La Chronique Agora

La récession n'est pas cyclique, mais structurelle

** Rappelez-vous notre dicton : la force d’une correction est égale et opposée à la tromperie qui l’a précédée. Alors que nous surveillions les absurdes hallucinations, illusions et mensonges des années de Bulle — oh, ces jours heureux — nous avertissions que la correction à venir serait du nanan.

* C’est du nanan.

* "Du nanan", c’est un terme technique utilisé par nous autres les économistes. "Dépression", c’est comme ça que l’appelle l’homme de la rue. "Le pire ralentissement depuis 50 ans", titrait le Financial Times le week-end dernier.

* "Les données révèlent que la récession est pire qu’on le craignait".

* Et elle ne pèse pas encore de tout son poids sur l’économie. Une correction prend du temps… surtout quand la récession n’est pas uniquement cyclique, mais structurelle. Toute la structure de l’économie mondiale est en train d’être remaniée. Le système bancaire est insolvable. Des milliers d’entreprises sont ruinées. Des millions de ménages sont surendettés. Le chômage atteint des dizaines de millions de personnes aux Etats-Unis et pourrait atteindre les 100 millions de par le monde.

* "L’un des ralentissements les plus sévères de ces dernières générations", déclarait Alistair Darling, chancelier du Royaume-Uni.

* Le ralentissement sera difficile pour presque tout le monde, presque partout. Les Français doivent apprendre à vivre avec moins de touristes chez eux et moins de bouteilles de champagne exportées à l’étranger. Les Anglais doivent apprendre à vivre avec moins de revenus des services financiers. Les Chinois — et les Asiatiques en général — doivent trouver quoi faire avec toutes ces télés que les Américains n’achètent plus. Les Arabes se demandent quoi faire de tout leur pétrole.

* Les Américains, pendant ce temps, doivent trouver comment se débrouiller dans un monde où les étrangers ne sont plus aussi gentils. Rappelez-vous ce qui faisait tourner le monde ce dernier quart de siècle. Les gentils étrangers fabriquaient des choses et les expédiaient aux Américains. Les Américains les payaient avec des reconnaissances de dette. Les étrangers étaient si accommodants qu’ils ne demandaient jamais de paiement ; les reconnaissances de dette s’accumulaient dans leurs coffres.

*INFORMATIONS FOURNIES:*

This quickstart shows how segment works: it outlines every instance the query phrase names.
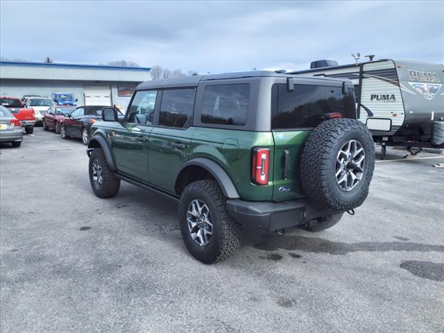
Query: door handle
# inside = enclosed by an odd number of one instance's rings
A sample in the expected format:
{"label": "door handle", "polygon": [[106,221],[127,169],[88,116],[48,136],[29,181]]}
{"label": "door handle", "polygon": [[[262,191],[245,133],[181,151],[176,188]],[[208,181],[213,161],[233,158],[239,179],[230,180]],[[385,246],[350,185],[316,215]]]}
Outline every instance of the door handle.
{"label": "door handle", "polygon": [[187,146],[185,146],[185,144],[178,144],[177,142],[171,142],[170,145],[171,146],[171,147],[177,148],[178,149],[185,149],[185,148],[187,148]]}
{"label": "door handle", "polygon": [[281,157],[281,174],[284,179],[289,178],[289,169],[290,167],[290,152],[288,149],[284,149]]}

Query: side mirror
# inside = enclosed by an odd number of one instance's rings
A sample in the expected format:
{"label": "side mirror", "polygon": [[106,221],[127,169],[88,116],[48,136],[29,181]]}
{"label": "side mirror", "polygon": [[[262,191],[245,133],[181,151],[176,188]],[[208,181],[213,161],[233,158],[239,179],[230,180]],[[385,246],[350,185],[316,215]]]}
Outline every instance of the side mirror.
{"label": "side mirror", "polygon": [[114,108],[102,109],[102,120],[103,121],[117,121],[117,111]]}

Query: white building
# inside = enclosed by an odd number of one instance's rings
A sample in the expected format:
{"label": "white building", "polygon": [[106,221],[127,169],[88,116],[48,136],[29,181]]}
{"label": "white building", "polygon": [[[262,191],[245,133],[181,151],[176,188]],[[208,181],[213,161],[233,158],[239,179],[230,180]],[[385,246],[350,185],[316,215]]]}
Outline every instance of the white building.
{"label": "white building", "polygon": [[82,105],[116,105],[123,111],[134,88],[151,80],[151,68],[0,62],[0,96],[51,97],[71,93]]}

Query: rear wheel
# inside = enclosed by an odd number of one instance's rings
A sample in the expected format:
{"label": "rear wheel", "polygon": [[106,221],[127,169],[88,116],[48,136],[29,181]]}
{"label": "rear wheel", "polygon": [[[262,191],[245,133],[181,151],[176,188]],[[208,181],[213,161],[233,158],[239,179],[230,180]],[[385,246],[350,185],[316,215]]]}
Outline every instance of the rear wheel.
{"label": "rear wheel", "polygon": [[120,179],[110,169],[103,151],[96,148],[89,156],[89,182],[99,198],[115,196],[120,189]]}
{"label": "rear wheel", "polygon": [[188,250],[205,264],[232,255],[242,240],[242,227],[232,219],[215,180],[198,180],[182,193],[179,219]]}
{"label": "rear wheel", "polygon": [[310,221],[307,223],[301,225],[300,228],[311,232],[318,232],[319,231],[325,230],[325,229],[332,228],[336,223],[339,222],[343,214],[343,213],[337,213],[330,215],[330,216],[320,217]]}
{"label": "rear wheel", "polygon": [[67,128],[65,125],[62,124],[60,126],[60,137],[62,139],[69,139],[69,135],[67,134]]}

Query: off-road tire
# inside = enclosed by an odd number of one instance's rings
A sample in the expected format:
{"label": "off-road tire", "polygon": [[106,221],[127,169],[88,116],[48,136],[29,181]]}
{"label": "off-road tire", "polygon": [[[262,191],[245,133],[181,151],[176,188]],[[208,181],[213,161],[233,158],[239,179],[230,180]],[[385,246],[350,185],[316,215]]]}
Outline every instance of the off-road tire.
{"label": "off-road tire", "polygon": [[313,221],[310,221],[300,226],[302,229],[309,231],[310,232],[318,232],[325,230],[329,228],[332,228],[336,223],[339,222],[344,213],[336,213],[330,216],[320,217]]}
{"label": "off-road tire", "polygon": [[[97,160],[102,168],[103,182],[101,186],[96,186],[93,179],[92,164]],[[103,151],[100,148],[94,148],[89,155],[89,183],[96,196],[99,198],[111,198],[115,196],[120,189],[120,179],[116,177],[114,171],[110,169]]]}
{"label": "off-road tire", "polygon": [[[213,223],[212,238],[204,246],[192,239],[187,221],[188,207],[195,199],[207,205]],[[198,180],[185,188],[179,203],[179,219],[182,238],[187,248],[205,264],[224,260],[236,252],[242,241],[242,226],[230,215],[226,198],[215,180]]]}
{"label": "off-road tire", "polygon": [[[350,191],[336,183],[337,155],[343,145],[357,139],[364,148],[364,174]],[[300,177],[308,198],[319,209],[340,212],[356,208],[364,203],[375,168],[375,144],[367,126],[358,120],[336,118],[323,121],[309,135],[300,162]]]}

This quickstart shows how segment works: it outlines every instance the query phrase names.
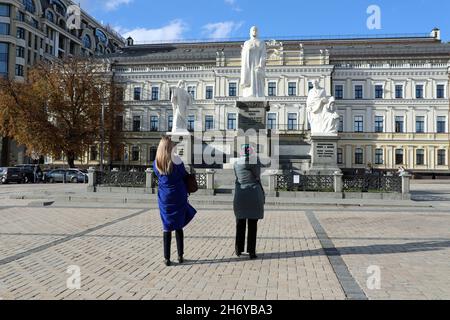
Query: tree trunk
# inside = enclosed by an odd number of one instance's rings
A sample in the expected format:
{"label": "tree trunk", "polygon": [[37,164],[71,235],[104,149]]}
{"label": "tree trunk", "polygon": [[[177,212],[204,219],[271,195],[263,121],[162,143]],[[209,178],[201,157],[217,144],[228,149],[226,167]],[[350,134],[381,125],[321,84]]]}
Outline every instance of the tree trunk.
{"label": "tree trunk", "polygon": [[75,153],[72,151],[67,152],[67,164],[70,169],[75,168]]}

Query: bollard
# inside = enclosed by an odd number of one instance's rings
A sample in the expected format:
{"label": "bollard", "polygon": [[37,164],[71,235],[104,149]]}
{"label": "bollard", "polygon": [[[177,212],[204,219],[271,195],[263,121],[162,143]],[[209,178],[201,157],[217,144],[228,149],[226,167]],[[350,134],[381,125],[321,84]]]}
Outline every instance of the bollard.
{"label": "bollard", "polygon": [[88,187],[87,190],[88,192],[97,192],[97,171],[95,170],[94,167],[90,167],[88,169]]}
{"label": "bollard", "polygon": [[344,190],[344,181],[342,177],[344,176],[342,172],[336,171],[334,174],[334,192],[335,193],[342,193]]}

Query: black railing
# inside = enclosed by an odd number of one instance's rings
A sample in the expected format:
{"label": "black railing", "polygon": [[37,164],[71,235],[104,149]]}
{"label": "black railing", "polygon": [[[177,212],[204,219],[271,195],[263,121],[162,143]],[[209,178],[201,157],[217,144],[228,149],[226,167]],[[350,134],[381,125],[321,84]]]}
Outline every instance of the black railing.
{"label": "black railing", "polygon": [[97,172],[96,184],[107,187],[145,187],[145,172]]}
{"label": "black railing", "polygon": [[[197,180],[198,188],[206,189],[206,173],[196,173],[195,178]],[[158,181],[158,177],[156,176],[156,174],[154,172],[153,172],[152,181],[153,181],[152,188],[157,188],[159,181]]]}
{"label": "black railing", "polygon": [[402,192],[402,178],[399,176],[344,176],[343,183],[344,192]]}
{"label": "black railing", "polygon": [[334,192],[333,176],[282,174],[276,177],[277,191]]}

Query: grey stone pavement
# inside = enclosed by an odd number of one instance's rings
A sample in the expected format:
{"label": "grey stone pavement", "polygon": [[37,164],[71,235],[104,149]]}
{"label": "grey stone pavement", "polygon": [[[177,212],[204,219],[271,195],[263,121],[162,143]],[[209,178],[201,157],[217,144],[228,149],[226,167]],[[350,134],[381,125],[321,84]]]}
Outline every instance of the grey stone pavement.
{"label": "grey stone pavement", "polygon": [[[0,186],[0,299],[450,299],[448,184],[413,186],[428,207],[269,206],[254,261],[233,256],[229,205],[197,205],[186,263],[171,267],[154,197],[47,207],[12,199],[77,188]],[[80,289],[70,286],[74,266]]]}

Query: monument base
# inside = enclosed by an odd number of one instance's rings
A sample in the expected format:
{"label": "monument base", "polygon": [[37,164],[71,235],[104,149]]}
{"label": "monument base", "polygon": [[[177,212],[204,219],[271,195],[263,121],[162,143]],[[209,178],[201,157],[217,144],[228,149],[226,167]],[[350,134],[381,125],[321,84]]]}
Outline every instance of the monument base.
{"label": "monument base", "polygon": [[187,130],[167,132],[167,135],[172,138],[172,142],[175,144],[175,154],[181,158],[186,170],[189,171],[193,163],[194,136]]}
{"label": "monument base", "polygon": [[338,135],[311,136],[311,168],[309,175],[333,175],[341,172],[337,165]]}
...
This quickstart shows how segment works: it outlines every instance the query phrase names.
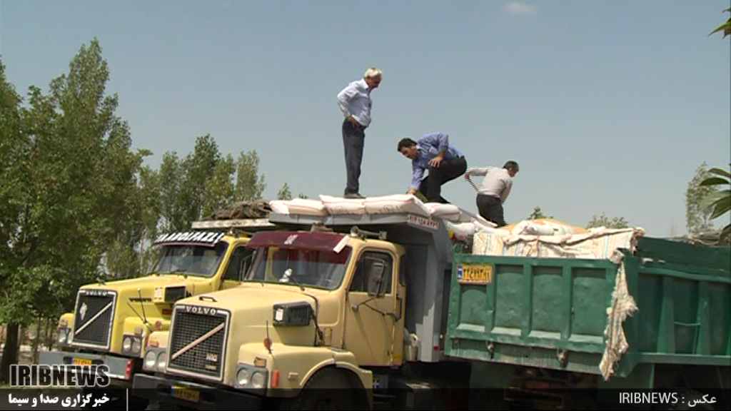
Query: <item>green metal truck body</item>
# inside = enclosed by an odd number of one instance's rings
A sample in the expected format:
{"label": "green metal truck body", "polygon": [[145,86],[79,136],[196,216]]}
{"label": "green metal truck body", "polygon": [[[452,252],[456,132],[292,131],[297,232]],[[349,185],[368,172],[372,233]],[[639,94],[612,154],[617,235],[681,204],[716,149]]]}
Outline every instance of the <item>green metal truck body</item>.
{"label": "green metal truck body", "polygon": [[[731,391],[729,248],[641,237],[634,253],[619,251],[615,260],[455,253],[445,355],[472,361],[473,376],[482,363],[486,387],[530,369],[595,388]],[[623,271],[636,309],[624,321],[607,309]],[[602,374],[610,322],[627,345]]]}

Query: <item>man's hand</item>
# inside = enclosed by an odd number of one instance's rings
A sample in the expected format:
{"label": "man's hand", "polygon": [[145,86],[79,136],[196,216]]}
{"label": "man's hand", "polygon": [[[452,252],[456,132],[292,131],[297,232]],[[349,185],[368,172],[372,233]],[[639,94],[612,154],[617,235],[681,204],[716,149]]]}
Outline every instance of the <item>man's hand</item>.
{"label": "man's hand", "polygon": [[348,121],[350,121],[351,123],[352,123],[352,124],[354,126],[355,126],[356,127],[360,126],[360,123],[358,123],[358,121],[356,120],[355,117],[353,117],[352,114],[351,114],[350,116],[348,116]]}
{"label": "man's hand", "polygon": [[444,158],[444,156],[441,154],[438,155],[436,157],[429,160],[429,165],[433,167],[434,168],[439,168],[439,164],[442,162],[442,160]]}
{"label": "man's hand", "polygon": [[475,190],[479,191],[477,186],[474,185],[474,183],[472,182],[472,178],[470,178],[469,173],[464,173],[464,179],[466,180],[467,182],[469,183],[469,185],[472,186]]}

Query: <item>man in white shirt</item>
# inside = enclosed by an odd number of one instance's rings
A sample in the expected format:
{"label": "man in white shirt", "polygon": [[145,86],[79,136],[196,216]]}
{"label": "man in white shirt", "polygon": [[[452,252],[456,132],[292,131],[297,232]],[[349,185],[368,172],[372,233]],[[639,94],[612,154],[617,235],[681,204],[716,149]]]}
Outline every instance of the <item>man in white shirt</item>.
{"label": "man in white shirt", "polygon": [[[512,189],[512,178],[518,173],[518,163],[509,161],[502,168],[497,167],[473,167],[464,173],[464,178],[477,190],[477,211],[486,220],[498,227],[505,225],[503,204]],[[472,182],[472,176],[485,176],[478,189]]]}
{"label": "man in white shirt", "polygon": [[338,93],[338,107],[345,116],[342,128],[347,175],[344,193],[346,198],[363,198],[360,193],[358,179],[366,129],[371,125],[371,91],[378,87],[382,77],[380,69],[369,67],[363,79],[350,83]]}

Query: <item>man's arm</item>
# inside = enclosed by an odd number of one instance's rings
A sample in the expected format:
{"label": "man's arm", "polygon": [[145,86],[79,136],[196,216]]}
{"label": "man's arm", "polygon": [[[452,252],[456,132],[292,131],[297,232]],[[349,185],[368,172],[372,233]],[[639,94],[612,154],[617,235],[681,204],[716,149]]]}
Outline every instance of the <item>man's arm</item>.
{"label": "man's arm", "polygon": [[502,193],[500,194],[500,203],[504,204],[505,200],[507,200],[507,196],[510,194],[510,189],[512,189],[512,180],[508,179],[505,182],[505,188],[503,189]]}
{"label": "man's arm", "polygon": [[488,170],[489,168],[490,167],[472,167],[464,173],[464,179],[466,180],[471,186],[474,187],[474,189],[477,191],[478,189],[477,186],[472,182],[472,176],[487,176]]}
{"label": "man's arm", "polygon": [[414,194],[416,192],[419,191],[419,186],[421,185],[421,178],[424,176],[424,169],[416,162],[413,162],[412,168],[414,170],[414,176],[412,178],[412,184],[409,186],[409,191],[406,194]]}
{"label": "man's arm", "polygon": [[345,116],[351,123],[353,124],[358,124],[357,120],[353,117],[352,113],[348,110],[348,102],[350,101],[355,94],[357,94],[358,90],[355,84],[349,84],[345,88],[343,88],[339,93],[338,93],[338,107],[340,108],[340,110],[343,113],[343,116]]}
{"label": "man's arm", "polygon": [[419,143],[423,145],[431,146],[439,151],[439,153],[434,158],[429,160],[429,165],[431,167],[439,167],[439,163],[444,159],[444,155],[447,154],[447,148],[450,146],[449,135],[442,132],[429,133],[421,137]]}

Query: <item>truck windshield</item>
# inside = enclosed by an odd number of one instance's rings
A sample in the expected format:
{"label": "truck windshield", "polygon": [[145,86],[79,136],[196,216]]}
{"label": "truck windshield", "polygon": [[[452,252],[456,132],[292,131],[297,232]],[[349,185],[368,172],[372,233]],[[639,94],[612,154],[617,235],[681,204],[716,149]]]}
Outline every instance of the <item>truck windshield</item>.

*ÉNONCÉ DE LA TÂCHE:* Dans le passage sur la récession, recopiez mot pour mot tout ce qui va de « La récession n'est » jusqu'à « serait du nanan. ».

*RÉSULTAT PRODUIT:*
La récession n'est pas cyclique, mais structurelle

** Rappelez-vous notre dicton : la force d’une correction est égale et opposée à la tromperie qui l’a précédée. Alors que nous surveillions les absurdes hallucinations, illusions et mensonges des années de Bulle — oh, ces jours heureux — nous avertissions que la correction à venir serait du nanan.